Problem to solve → Convert the lines of every row below into one numbered list, skipping any blank lines.

Data records
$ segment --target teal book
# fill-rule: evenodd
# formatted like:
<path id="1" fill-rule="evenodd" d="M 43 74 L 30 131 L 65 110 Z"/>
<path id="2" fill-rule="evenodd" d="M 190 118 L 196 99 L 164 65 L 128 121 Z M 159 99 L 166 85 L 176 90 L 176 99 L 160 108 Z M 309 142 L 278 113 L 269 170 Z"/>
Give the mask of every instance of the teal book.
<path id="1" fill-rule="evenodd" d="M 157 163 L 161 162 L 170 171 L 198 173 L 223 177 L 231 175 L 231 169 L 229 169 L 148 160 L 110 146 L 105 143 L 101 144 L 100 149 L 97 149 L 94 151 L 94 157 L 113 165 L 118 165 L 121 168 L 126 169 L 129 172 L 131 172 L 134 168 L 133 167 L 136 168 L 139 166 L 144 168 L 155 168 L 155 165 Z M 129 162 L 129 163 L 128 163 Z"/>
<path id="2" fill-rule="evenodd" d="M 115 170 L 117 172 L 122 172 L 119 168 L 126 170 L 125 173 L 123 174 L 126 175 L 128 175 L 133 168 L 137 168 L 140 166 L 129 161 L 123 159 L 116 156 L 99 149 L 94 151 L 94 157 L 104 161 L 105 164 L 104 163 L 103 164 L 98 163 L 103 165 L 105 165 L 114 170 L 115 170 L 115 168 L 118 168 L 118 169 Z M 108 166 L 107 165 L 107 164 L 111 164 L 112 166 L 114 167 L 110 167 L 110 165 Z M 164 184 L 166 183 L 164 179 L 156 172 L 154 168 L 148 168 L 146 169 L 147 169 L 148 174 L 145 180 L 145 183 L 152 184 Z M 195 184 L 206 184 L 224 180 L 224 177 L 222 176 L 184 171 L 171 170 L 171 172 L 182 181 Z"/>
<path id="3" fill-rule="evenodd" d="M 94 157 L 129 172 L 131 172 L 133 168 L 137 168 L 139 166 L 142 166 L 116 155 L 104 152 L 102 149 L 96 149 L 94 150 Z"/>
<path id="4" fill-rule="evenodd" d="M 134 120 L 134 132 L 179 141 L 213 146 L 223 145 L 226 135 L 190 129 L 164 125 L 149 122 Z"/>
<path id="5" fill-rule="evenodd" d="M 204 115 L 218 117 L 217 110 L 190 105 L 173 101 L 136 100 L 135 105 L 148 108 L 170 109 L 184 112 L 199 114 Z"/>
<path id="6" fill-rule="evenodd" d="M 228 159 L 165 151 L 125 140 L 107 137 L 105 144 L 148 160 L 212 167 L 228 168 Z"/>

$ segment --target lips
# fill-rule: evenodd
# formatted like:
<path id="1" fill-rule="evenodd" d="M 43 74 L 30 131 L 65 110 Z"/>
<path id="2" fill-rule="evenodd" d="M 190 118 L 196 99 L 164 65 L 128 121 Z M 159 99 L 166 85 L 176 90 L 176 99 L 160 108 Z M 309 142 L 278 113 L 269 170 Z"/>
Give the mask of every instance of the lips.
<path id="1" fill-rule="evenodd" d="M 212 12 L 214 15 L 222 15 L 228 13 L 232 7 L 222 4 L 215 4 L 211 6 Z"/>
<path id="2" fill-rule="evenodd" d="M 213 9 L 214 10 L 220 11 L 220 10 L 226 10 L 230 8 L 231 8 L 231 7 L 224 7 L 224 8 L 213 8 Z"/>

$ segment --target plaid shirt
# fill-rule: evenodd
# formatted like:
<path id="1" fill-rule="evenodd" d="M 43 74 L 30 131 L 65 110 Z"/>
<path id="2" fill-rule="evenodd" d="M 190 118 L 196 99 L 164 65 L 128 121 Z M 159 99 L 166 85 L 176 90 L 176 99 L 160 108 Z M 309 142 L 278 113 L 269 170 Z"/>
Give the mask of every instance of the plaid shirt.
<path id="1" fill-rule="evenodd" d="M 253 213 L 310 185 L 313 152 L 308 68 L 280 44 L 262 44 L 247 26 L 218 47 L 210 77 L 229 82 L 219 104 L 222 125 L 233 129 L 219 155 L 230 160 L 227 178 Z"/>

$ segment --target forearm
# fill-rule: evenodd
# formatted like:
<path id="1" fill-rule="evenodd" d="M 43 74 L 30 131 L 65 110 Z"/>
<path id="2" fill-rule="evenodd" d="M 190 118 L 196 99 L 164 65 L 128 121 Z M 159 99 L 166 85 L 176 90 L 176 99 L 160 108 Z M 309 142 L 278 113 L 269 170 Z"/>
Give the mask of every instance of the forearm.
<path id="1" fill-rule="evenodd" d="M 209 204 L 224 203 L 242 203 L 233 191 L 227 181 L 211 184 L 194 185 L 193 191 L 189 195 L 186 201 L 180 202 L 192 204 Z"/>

Right answer →
1. $ segment --target teal book
2. # fill-rule: evenodd
3. # formatted like:
4. <path id="1" fill-rule="evenodd" d="M 43 74 L 30 131 L 65 110 Z"/>
5. <path id="2" fill-rule="evenodd" d="M 190 118 L 196 99 L 164 65 L 128 121 Z M 159 99 L 166 85 L 176 90 L 176 99 L 160 108 Z M 309 142 L 278 113 L 269 170 Z"/>
6. Give the mask of every instance of the teal book.
7. <path id="1" fill-rule="evenodd" d="M 157 163 L 161 162 L 170 171 L 198 173 L 223 177 L 231 175 L 231 169 L 229 169 L 148 160 L 110 146 L 105 143 L 101 144 L 100 149 L 97 149 L 94 151 L 94 157 L 113 165 L 118 165 L 121 168 L 126 169 L 129 172 L 131 172 L 134 168 L 133 167 L 136 168 L 139 166 L 144 168 L 155 168 L 155 165 Z M 129 162 L 129 163 L 128 163 Z"/>
8. <path id="2" fill-rule="evenodd" d="M 115 170 L 117 172 L 122 172 L 119 168 L 126 170 L 125 173 L 123 174 L 126 175 L 128 175 L 133 168 L 137 168 L 140 166 L 129 161 L 123 159 L 116 156 L 99 149 L 94 151 L 94 157 L 104 161 L 105 164 L 104 163 L 103 164 L 98 163 L 103 165 L 105 165 L 114 170 L 115 170 L 115 168 L 118 168 L 118 169 Z M 108 166 L 107 165 L 107 164 L 111 164 L 112 166 L 114 167 L 110 167 L 110 165 Z M 164 184 L 166 183 L 164 179 L 156 172 L 154 168 L 148 168 L 146 169 L 147 169 L 148 174 L 145 180 L 145 183 L 152 184 Z M 195 184 L 206 184 L 224 180 L 224 177 L 222 176 L 184 171 L 171 170 L 171 172 L 182 181 Z"/>
9. <path id="3" fill-rule="evenodd" d="M 94 157 L 129 172 L 131 172 L 133 168 L 137 168 L 139 166 L 142 166 L 116 155 L 104 152 L 102 149 L 96 149 L 94 150 Z"/>
10. <path id="4" fill-rule="evenodd" d="M 134 120 L 134 132 L 179 141 L 213 146 L 223 145 L 226 135 L 190 129 L 164 125 L 149 122 Z"/>
11. <path id="5" fill-rule="evenodd" d="M 204 115 L 218 117 L 217 110 L 190 105 L 173 101 L 136 100 L 135 105 L 148 108 L 170 109 L 184 112 L 199 114 Z"/>
12. <path id="6" fill-rule="evenodd" d="M 228 159 L 165 151 L 125 140 L 107 137 L 105 144 L 148 160 L 212 167 L 228 168 Z"/>
13. $ segment --target lips
14. # fill-rule: evenodd
15. # formatted like:
16. <path id="1" fill-rule="evenodd" d="M 43 74 L 30 131 L 65 110 Z"/>
17. <path id="2" fill-rule="evenodd" d="M 190 118 L 196 99 L 164 65 L 128 121 Z M 159 99 L 166 85 L 176 90 L 176 99 L 160 108 Z M 309 142 L 278 113 L 269 170 Z"/>
18. Give the mask of every instance of the lips.
19. <path id="1" fill-rule="evenodd" d="M 212 12 L 214 15 L 222 15 L 228 13 L 232 7 L 222 4 L 215 4 L 211 6 Z"/>
20. <path id="2" fill-rule="evenodd" d="M 213 9 L 214 10 L 220 11 L 220 10 L 226 10 L 230 8 L 231 8 L 231 7 L 224 7 L 224 8 L 213 8 Z"/>
21. $ segment --target plaid shirt
22. # fill-rule: evenodd
23. # formatted like:
24. <path id="1" fill-rule="evenodd" d="M 43 74 L 30 131 L 65 110 Z"/>
25. <path id="2" fill-rule="evenodd" d="M 190 118 L 196 99 L 164 65 L 128 121 Z M 159 99 L 166 85 L 176 90 L 176 99 L 160 108 Z M 309 142 L 278 113 L 269 170 Z"/>
26. Give the mask of every instance of the plaid shirt.
27. <path id="1" fill-rule="evenodd" d="M 253 213 L 310 185 L 313 152 L 308 68 L 280 44 L 262 44 L 247 26 L 218 47 L 210 77 L 229 82 L 219 104 L 222 125 L 233 129 L 219 155 L 230 160 L 227 178 Z"/>
28. $ segment --target forearm
29. # fill-rule: evenodd
30. # formatted like:
31. <path id="1" fill-rule="evenodd" d="M 43 74 L 30 131 L 65 110 Z"/>
32. <path id="2" fill-rule="evenodd" d="M 190 118 L 196 99 L 164 65 L 128 121 Z M 159 99 L 166 85 L 176 90 L 176 99 L 160 108 Z M 309 142 L 278 113 L 269 170 Z"/>
33. Give the mask of every instance of the forearm.
34. <path id="1" fill-rule="evenodd" d="M 209 204 L 224 203 L 242 203 L 233 191 L 227 181 L 211 184 L 194 185 L 193 191 L 189 195 L 186 201 L 180 202 L 192 204 Z"/>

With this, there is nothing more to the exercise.